**EXCERPTED TEXT**.

- Born: 8 March 1852 Kildwick near Skipton, Yorkshire, England
- Died: 29 November 1933 (aged 81)
- Occupation: First-class cricketer

= Henry Mosley (cricketer) =

English cricketer

Henry Mosley (8 March 1852 - 29 November 1933) was an English first-class cricketer, who played two matches for Yorkshire County Cricket Club in 1881, and another for Tom Emmett's XI v Alfred Shaw's XI at Bradford in the same year.

He was born in Kildwick, near Skipton, Yorkshire. He made his Yorkshire debut against Kent, at Mote Park in Maidstone. Mosley took 3 for 12, as Kent were bowled out in their first innings for 112. Edmund Peate and Billy Bates bowled unchanged in Kent's second innings to deliver a commanding victory to Yorkshire. Mosley bagged a pair in the game. He also played in the Roses Match at Old Trafford, scoring his only first-class run, but did not take a wicket in the eleven economical overs he bowled. Lancashire won the game by eight wickets. A left arm fast bowler, Mosley took four wickets for 65 in all matches. A right-handed tail end batsman, he scored just that one run in five innings, one of them unbeaten, to record a first-class average of 0.25.

**EXERCISES**.
1. In the Henry Mosley biography, copy word for word the passage that begins at the words "- Born: 8 March" and stops after the words "the same year.".
2. Name every person other than Henry Mosley who is mentioned in the Henry Mosley biography.
3. Extend the Henry Mosley biography past its final sentence.

**PROVIDED DATA**.

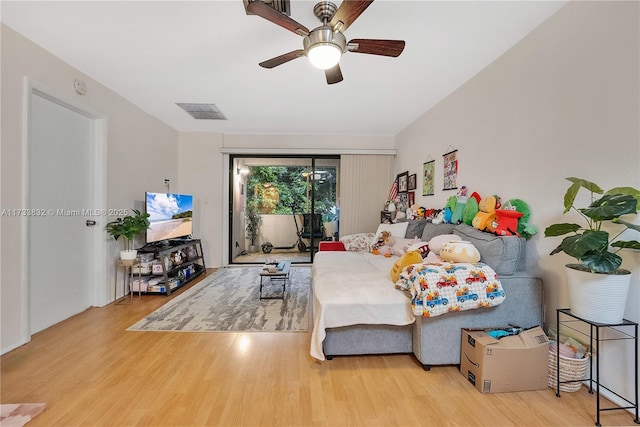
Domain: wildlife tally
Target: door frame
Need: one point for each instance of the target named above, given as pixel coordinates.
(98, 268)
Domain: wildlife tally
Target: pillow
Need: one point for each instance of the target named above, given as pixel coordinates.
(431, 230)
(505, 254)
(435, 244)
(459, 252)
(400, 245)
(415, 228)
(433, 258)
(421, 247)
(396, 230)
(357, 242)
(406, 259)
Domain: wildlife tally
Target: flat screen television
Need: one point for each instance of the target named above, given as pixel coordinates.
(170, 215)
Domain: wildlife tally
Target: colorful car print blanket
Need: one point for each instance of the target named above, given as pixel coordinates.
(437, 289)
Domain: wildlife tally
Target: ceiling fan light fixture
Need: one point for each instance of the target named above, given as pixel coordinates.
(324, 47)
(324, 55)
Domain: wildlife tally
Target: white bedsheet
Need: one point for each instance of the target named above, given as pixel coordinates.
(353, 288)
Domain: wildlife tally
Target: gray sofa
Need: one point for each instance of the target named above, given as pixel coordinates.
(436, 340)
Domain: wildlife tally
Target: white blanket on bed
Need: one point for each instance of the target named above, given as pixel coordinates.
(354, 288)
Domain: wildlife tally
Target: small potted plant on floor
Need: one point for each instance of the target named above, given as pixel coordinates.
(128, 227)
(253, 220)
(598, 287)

...

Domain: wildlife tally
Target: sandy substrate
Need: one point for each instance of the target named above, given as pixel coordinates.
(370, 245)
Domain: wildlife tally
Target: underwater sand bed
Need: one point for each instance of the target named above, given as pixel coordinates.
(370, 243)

**TASK-BY-TASK ANSWERS**.
1.
- Born: 8 March 1852 Kildwick near Skipton, Yorkshire, England
- Died: 29 November 1933 (aged 81)
- Occupation: First-class cricketer

= Henry Mosley (cricketer) =

English cricketer

Henry Mosley (8 March 1852 - 29 November 1933) was an English first-class cricketer, who played two matches for Yorkshire County Cricket Club in 1881, and another for Tom Emmett's XI v Alfred Shaw's XI at Bradford in the same year.

2. Tom Emmett, Alfred Shaw, Edmund Peate, Billy Bates

3.
He was a professional cricketer in the Bradford Cricket League who at various times was engaged at Farsley C.C., Great Horton C.C. in Bradford and, for many years, at Saltaire C.C. He also worked as a farm servant and tailor.

Mosley died at St. Luke's Hospital in Crosland Moor, Huddersfield, Yorkshire. He was buried in Kirkheaton.